• WHAT YOU HAVE TO DO
Below is a set of records. Repeat all of them exactly.

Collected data
########

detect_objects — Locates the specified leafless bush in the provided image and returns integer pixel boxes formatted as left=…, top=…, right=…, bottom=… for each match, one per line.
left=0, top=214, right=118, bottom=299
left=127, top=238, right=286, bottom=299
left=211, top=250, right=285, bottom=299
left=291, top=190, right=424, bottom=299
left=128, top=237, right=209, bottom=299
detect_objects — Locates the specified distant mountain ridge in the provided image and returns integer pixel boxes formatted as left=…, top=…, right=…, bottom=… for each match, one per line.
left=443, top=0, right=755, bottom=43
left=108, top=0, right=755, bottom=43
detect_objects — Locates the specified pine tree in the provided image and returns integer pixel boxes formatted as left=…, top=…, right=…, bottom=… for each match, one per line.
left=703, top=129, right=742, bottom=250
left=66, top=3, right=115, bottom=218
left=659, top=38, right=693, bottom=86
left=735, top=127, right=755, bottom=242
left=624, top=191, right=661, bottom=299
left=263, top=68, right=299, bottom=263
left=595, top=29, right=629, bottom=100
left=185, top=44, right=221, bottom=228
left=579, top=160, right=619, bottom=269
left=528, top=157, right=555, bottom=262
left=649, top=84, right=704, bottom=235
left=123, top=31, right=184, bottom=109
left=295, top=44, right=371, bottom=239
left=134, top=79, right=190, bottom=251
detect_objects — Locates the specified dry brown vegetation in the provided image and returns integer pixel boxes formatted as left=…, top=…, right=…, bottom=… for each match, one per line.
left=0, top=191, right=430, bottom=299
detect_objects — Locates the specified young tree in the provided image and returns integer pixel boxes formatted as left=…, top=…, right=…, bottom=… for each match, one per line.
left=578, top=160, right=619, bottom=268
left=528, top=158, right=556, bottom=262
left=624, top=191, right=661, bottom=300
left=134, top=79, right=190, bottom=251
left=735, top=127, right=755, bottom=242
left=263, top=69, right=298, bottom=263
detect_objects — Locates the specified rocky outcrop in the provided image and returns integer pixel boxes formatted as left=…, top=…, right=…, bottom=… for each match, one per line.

########

• WRITTEN RESPONSE
detect_objects — Locates the specified leafless bush in the provided image and returns integer pixel boxes formatted as left=…, top=…, right=…, bottom=… for each match, one per line.
left=0, top=214, right=118, bottom=299
left=127, top=238, right=286, bottom=299
left=211, top=250, right=285, bottom=299
left=291, top=190, right=424, bottom=299
left=128, top=237, right=209, bottom=299
detect_objects — Locates the specified distant mountain ridge in the provided image and returns integer pixel boxes formatted as left=…, top=…, right=…, bottom=… for each match, one per line.
left=443, top=0, right=755, bottom=43
left=108, top=0, right=755, bottom=43
detect_objects — Locates the specified pine tree in the provided image and returns integer pixel boxes formatted as left=…, top=…, right=…, bottom=… for each match, one per line.
left=703, top=129, right=742, bottom=250
left=66, top=3, right=115, bottom=218
left=659, top=38, right=693, bottom=86
left=735, top=127, right=755, bottom=242
left=624, top=191, right=661, bottom=299
left=263, top=68, right=299, bottom=263
left=595, top=29, right=629, bottom=100
left=185, top=44, right=221, bottom=228
left=579, top=160, right=619, bottom=269
left=528, top=157, right=555, bottom=262
left=649, top=84, right=704, bottom=235
left=123, top=31, right=184, bottom=109
left=295, top=44, right=371, bottom=239
left=134, top=79, right=190, bottom=251
detect_objects — Locates the specified dry brown vegetation in the provided image and returns integer pixel boxes formatted as left=…, top=…, right=…, bottom=… for each match, one per line.
left=0, top=191, right=430, bottom=299
detect_objects — Locates the specified young tree in the provided image and returns integer pixel boxes formatted as left=…, top=…, right=…, bottom=… for each match, one per line.
left=578, top=160, right=619, bottom=268
left=528, top=158, right=556, bottom=262
left=624, top=191, right=661, bottom=300
left=134, top=79, right=190, bottom=251
left=735, top=127, right=755, bottom=242
left=263, top=69, right=298, bottom=263
detect_objects — Locates the specified rocky outcrop in the provided image and returns integer pixel boxes formatted as left=…, top=…, right=…, bottom=… for each match, one per line.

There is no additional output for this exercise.